== Segment start ==
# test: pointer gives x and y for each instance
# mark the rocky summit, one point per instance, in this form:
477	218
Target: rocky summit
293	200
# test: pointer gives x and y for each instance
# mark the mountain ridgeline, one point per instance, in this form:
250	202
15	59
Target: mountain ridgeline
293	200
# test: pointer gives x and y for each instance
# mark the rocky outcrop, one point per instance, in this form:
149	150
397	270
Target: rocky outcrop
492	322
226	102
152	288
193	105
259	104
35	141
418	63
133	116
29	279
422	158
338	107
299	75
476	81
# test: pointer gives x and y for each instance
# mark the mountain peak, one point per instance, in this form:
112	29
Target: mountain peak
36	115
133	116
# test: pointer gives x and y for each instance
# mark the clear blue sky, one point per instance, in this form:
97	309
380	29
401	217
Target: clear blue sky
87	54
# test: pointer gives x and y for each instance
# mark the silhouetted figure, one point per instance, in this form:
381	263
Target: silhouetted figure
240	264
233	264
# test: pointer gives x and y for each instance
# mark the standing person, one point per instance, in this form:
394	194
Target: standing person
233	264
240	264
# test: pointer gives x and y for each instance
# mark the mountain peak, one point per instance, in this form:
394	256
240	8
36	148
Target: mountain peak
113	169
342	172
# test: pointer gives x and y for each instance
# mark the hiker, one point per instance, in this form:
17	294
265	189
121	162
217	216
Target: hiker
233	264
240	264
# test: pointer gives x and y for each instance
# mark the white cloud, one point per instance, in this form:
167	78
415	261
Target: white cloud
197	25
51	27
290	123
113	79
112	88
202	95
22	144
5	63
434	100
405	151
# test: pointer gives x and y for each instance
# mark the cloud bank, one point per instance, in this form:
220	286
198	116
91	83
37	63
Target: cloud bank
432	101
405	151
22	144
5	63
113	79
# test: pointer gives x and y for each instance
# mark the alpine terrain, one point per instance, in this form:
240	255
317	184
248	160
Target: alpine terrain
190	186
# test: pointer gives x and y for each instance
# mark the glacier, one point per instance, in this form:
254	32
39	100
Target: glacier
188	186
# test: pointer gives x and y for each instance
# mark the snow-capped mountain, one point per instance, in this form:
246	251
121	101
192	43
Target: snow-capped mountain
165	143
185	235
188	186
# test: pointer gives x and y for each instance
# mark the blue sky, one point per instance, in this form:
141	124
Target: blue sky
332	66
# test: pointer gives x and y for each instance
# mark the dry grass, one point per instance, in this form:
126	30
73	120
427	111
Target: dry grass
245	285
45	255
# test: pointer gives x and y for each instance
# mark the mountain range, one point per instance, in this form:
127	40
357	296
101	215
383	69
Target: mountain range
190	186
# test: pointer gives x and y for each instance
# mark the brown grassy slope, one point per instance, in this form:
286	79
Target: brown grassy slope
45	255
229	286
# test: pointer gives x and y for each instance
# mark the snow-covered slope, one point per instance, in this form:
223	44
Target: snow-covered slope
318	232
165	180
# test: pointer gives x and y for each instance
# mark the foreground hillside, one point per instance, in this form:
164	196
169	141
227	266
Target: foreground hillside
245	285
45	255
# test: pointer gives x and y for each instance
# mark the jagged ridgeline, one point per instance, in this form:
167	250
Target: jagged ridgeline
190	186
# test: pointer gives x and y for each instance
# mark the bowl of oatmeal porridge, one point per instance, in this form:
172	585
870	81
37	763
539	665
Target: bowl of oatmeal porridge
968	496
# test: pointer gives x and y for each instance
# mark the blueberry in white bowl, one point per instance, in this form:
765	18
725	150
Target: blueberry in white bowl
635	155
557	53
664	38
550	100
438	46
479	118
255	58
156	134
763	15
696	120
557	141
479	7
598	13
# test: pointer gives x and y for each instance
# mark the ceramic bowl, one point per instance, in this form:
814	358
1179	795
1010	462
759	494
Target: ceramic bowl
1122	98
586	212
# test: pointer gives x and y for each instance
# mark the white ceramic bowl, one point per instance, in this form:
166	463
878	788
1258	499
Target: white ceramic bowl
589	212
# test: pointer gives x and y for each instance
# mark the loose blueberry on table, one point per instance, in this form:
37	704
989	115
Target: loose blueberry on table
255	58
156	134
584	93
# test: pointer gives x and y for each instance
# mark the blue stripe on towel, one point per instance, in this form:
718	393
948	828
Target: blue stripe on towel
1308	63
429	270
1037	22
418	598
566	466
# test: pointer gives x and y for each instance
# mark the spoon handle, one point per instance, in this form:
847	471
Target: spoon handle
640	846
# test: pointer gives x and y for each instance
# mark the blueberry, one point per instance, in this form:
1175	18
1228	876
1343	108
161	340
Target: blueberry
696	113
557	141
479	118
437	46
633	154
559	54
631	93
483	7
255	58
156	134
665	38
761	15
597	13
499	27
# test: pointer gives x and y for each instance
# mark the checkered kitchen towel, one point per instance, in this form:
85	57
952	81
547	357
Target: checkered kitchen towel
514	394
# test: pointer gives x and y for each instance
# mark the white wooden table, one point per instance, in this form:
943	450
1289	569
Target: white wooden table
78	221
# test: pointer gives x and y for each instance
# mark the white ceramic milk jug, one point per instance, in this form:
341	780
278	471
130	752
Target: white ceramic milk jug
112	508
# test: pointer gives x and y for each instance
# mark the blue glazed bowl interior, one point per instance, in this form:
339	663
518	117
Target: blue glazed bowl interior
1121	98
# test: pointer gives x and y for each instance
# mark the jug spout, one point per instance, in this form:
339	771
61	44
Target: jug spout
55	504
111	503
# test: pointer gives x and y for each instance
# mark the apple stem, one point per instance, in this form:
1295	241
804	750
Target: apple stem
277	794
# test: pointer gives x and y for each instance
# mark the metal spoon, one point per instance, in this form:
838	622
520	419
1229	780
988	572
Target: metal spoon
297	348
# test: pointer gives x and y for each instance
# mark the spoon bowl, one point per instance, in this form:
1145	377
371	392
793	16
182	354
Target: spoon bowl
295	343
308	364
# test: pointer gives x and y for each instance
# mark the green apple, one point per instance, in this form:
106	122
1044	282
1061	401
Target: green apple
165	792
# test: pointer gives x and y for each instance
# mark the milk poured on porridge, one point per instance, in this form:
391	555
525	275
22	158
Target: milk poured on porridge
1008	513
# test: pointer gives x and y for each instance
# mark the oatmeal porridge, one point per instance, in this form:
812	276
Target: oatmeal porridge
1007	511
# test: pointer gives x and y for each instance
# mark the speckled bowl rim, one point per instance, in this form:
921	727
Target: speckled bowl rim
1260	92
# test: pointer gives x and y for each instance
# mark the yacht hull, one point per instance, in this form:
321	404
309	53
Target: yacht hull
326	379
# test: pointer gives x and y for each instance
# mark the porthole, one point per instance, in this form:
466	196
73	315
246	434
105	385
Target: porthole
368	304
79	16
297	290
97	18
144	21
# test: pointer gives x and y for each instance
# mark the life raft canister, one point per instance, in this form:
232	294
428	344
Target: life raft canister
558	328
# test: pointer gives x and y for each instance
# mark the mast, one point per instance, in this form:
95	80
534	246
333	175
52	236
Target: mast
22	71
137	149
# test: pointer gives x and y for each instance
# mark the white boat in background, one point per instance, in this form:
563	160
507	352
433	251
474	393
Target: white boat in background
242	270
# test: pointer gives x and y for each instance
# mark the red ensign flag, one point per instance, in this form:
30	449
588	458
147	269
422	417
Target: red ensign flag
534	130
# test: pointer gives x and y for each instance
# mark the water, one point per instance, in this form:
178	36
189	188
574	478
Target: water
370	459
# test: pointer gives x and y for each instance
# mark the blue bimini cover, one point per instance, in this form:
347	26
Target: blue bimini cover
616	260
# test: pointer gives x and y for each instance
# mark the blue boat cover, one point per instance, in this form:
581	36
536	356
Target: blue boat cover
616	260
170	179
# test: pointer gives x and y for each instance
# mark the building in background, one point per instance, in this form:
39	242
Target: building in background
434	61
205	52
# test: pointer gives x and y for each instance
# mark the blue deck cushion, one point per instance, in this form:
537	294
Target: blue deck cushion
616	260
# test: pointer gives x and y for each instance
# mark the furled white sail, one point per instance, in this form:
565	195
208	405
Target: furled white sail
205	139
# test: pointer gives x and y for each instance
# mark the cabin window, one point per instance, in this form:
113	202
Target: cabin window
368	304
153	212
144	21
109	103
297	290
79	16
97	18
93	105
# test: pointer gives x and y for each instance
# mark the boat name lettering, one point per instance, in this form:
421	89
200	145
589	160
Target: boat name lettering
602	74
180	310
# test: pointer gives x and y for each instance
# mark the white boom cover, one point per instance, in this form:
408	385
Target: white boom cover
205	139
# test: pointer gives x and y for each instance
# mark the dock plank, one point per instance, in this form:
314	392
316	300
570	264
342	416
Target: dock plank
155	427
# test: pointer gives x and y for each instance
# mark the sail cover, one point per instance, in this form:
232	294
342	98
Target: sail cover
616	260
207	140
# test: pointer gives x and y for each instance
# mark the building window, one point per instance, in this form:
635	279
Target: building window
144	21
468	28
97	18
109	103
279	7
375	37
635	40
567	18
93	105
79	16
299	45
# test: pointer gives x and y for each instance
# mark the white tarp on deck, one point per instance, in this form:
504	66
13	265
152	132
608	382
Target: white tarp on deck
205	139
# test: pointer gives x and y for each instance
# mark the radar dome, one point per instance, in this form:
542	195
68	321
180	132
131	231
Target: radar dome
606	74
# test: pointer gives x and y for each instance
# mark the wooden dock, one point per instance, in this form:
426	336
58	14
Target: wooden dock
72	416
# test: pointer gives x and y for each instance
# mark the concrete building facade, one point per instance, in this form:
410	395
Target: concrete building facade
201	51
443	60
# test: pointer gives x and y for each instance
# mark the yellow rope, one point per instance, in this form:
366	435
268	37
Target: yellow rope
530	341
== Segment end ==
Problem to work on:
If a line falls between the first line of the records and the line containing "# mark the mountain ridgeline, one", inclusive, repeat it exactly; leave out all others.

The completed task:
# test: pointer gives x and y for each instance
# mark the rocky summit, one point per instance, in this form:
477	218
Target: rocky summit
293	200
# test: pointer gives x and y for each instance
# mark the mountain ridgeline, one point per instance, in this form:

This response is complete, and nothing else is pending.